**Aim of the task:** Every line of the records below that holds the word "black" should be copied out.

**Material shown:**
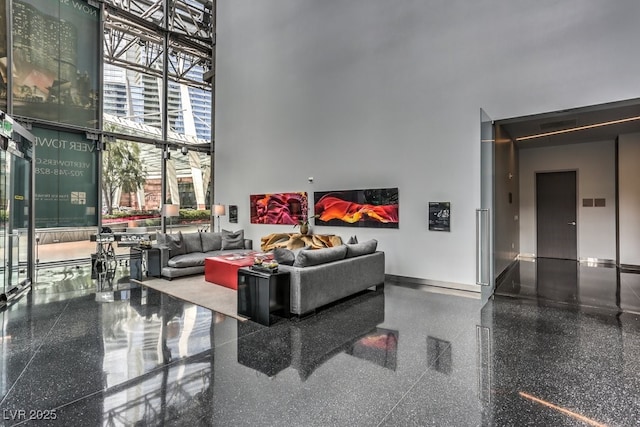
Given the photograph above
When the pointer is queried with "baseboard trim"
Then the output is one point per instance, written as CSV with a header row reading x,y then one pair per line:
x,y
427,282
597,261
629,268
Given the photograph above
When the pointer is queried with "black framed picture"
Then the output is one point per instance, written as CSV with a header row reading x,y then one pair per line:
x,y
439,216
233,214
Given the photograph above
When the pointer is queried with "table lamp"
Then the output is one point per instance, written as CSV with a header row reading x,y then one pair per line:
x,y
170,211
219,210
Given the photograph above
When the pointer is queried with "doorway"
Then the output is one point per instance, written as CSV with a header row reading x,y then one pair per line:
x,y
556,211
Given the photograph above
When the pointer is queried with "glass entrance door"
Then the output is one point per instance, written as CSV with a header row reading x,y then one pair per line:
x,y
15,178
484,215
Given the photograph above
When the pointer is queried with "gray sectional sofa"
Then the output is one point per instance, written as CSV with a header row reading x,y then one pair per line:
x,y
322,276
183,254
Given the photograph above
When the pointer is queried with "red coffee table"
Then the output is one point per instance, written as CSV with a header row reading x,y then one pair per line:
x,y
223,270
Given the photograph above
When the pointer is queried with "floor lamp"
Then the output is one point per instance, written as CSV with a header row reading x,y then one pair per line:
x,y
171,211
218,211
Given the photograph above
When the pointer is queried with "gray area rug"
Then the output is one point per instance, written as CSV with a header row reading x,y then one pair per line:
x,y
196,290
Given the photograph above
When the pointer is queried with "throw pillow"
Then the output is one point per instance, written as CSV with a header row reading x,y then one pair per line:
x,y
310,257
283,256
211,241
192,242
233,240
363,248
173,242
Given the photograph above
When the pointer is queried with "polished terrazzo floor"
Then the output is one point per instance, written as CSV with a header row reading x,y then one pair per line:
x,y
88,355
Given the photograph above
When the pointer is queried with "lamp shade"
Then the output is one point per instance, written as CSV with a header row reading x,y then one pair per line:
x,y
171,210
219,210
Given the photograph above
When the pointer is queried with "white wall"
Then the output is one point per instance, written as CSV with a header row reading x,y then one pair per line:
x,y
595,165
629,193
372,93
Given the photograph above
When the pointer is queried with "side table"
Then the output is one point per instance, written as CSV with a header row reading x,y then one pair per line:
x,y
141,257
261,293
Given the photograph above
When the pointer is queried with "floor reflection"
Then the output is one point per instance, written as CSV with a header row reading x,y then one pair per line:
x,y
573,283
306,345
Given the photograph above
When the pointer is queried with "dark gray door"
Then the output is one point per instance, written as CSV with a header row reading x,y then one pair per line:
x,y
556,215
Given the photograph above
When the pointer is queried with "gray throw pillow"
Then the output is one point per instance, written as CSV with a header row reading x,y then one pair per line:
x,y
211,241
309,257
363,248
284,256
173,242
233,240
192,242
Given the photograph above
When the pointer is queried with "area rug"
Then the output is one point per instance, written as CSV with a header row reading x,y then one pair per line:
x,y
196,290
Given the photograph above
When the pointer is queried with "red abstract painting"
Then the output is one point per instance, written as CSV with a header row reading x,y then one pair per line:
x,y
365,208
278,208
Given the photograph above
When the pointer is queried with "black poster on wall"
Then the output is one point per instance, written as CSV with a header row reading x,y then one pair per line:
x,y
439,216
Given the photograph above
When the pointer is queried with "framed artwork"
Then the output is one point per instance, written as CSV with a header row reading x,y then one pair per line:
x,y
439,216
278,208
233,214
377,208
379,347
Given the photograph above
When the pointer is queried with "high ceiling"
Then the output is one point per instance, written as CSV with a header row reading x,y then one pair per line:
x,y
187,29
587,124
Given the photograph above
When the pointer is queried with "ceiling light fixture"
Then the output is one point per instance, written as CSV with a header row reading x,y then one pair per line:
x,y
596,125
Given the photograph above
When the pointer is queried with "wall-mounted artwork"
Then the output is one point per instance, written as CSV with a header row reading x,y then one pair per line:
x,y
278,208
233,214
439,216
376,208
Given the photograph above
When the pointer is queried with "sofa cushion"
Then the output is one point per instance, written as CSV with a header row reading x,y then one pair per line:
x,y
192,242
363,248
309,257
187,260
233,240
173,242
211,241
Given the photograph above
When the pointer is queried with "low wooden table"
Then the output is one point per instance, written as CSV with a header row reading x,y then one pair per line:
x,y
223,269
262,293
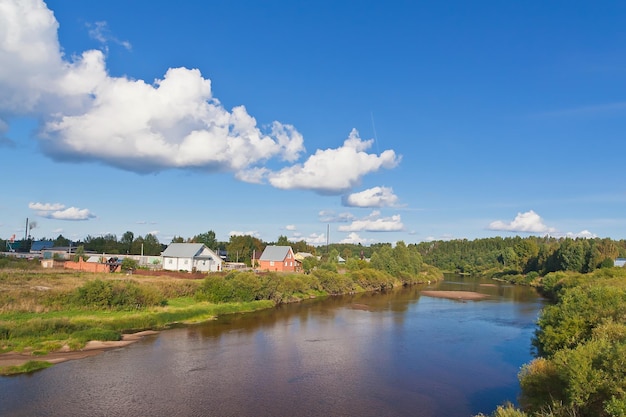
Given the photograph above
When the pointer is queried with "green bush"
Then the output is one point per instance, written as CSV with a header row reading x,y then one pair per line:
x,y
372,279
117,295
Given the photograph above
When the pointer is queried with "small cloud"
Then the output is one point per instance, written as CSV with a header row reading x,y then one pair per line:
x,y
334,171
355,239
529,222
46,206
70,213
585,234
57,211
375,223
328,216
252,233
100,32
315,239
373,197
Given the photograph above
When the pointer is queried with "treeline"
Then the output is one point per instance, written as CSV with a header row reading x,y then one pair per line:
x,y
541,255
581,343
239,248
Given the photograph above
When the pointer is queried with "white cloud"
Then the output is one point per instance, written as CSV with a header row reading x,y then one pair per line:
x,y
57,211
334,171
46,206
315,239
375,223
373,197
170,123
529,222
174,122
585,234
355,239
70,213
329,216
100,32
252,233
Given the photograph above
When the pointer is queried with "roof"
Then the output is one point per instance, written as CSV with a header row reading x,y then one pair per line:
x,y
41,245
275,253
301,255
183,250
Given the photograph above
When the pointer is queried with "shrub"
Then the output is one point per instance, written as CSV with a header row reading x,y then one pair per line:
x,y
117,294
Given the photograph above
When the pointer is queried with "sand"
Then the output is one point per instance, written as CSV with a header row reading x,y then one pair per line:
x,y
92,348
455,295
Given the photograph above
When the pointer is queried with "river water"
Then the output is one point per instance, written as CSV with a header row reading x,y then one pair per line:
x,y
393,354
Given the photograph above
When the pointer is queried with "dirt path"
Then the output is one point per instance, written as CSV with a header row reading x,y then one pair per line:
x,y
455,295
92,348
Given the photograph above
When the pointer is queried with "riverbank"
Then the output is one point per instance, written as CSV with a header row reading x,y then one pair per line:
x,y
46,315
455,295
92,348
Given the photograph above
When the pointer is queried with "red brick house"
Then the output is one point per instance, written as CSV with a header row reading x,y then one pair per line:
x,y
277,258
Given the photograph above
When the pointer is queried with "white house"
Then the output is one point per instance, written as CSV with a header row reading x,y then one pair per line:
x,y
191,257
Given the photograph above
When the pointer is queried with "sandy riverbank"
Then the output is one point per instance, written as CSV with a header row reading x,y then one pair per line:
x,y
455,295
92,348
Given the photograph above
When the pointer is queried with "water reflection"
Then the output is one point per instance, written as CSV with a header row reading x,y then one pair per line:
x,y
392,354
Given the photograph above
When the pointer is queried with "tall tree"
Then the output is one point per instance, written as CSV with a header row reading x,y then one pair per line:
x,y
207,238
126,242
151,245
283,241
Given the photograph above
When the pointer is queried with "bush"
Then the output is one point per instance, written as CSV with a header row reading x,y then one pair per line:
x,y
117,294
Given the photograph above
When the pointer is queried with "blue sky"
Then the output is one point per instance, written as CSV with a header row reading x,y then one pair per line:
x,y
375,121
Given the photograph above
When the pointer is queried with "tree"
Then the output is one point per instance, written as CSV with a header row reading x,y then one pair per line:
x,y
151,245
61,241
241,248
126,242
80,253
136,247
207,238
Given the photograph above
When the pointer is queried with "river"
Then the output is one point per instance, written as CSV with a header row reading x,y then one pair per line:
x,y
397,353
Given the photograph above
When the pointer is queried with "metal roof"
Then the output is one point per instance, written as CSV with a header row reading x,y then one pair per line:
x,y
183,250
275,253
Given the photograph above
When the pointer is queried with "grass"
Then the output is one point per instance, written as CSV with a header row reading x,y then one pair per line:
x,y
35,315
28,367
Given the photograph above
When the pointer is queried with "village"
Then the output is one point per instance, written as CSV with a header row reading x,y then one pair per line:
x,y
177,257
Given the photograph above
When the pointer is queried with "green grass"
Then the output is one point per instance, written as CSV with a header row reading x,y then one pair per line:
x,y
46,332
30,366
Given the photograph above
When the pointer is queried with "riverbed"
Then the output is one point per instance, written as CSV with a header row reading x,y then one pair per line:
x,y
399,353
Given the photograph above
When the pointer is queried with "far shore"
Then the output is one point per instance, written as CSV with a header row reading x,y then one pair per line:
x,y
92,348
455,295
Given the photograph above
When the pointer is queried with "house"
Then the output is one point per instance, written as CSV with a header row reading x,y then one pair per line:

**Solution to this problem:**
When the pointer is queried with "black framed picture"
When the pointer is queried with "black poster on wall"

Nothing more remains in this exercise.